Start Given passage

You are all the reason we have decided to put up a fight.

 

Just for a context....

 

I have spent the last week reading everything I can possibly fit in to my brain on this subject and I just need some clarification on some points.

 

My family and I were away for 6 weeks (28 Nov 2017- 10 Jan 2018) in New Zealand

during that time my husband received a PCN (£60 early repayment) dated 29th Nov 4 days after the alleged incident (25th Nov) from HX Car Park Management Ltd.

The PCN was for overstaying a pre paid time that was paid for.

 

Needless to say we didn't see this or the next 'Outstanding Parking Notice' (£100) dated 28 Dec until we returned home on on 10th Jan.

 

He got another letter dated 12th Jan which was a 'Final Demand Notice' (£125).

 

At this point he freaked out completely, as you do, checked his diary and saw that he was not even the driver since he was working 40 miles away that day.

End Given passage
Start Task input

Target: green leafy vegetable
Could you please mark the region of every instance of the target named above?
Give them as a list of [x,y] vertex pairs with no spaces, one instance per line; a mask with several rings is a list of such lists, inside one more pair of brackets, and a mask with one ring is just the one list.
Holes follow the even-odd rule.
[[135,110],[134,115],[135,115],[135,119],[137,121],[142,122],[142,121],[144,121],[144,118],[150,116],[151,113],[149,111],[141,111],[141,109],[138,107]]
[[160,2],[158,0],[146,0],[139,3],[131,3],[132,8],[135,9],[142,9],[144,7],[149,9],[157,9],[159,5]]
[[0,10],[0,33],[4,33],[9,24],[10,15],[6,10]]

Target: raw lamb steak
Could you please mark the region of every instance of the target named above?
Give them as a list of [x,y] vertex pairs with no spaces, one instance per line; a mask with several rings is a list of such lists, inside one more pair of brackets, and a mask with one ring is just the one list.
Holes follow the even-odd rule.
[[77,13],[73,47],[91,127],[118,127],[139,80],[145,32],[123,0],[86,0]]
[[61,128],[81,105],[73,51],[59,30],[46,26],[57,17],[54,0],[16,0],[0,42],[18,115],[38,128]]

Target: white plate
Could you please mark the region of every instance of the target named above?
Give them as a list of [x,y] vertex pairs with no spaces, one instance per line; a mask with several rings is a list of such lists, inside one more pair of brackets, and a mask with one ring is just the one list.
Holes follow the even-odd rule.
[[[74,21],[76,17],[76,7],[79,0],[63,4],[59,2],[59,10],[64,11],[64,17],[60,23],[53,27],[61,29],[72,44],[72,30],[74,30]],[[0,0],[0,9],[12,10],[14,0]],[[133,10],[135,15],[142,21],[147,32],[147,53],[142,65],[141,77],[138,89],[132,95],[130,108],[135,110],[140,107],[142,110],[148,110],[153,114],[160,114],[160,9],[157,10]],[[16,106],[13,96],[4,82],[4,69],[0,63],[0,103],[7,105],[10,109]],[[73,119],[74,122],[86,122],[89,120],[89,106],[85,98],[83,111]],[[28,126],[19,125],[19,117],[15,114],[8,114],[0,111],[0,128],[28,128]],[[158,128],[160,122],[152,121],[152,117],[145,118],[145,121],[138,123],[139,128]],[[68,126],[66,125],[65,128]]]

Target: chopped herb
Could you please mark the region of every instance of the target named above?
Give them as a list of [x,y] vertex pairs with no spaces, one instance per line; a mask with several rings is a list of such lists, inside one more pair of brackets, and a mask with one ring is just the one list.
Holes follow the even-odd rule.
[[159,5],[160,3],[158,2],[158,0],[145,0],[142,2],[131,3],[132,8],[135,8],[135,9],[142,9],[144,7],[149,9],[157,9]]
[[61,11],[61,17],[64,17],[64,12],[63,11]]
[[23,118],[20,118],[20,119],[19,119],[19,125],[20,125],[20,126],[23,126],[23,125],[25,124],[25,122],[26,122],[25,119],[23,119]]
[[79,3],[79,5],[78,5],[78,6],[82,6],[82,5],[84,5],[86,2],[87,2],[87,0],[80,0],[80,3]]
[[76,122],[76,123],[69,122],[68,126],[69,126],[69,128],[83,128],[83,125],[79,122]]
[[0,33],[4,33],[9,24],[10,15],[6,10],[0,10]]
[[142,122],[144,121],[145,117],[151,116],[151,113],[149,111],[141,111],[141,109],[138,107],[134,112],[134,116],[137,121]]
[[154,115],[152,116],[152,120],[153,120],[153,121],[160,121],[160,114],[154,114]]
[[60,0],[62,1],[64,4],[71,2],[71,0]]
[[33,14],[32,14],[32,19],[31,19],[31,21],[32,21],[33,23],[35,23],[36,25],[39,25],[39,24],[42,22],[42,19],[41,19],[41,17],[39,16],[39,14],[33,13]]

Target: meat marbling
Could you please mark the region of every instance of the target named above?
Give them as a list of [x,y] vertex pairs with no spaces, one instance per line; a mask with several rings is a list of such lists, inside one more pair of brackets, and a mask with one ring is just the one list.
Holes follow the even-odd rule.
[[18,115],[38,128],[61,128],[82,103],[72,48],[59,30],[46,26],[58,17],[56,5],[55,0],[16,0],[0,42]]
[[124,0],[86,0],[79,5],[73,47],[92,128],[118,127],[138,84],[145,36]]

End Task input

-- Tasks to perform --
1. Rescale everything in the rows from the line containing "Target: meat marbling" down to the end of the rows. Repeat those lines in full, requests included, with every coordinate in the answers multiplied by 0.85 and rounded to a whole number, halves rounded up.
2. Supply the next part of the post about the parking charge notice, picking up after its last sentence.

-- Exercise results --
1.
Target: meat marbling
Could you please mark the region of every instance of the target named above?
Give them as a list of [x,y] vertex pairs with no spaces, one instance per line; a mask with several rings is a list of such lists, inside one more pair of brackets, and a mask with one ring is just the one list.
Holes follow the even-odd rule.
[[15,98],[32,109],[52,109],[70,88],[61,41],[50,26],[39,22],[49,14],[48,4],[47,0],[14,0],[0,36]]
[[105,0],[73,0],[67,4],[62,40],[78,109],[100,108],[117,71],[123,31]]

2.
I immediately wrote a letter (since he didn't have the time) (dated 19th Jan) telling them that he was not the driver and could provide proof of this if required, gave them a copy of flight ticket to show we were away and so couldn't respond to their letters and asked them to stop sending letters of a threatening nature and posted it recorded delivery.

 

Obviously I did not look at this amazing forum (or indeed any of the other ones we have since come across) first (more fool me).

We heard nothing for 2 months and then last week received an LBC from Gladstone Solicitors giving 30 days to cough up the now £160!

 

I have since looked at so many forums and legislation, including the Pre Action Protocol, POFA and have whittled down what I think we need to do now which is draft a letter to Gladstones asking for:

 

1. an explanation of the cause of action

 

2. whether they are pursuing the driver or keeper

 

3. whether they are relying on the provisions of Schedule 4 of POFA 2012

 

4. what the full details of the claim are (where it is claimed the car was parked, for how long, how the monies being claimed arose and have been calculated, what contractual breach (if any) is being claimed)

 

5. a copy of the contract with the landowner under which they assert authority to bring the claim

 

6. a copy of any alleged contract with the driver

 

7. a plan showing where any signs were displayed

 

8. details of the signs displayed (size of sign, size of font, height at which displayed)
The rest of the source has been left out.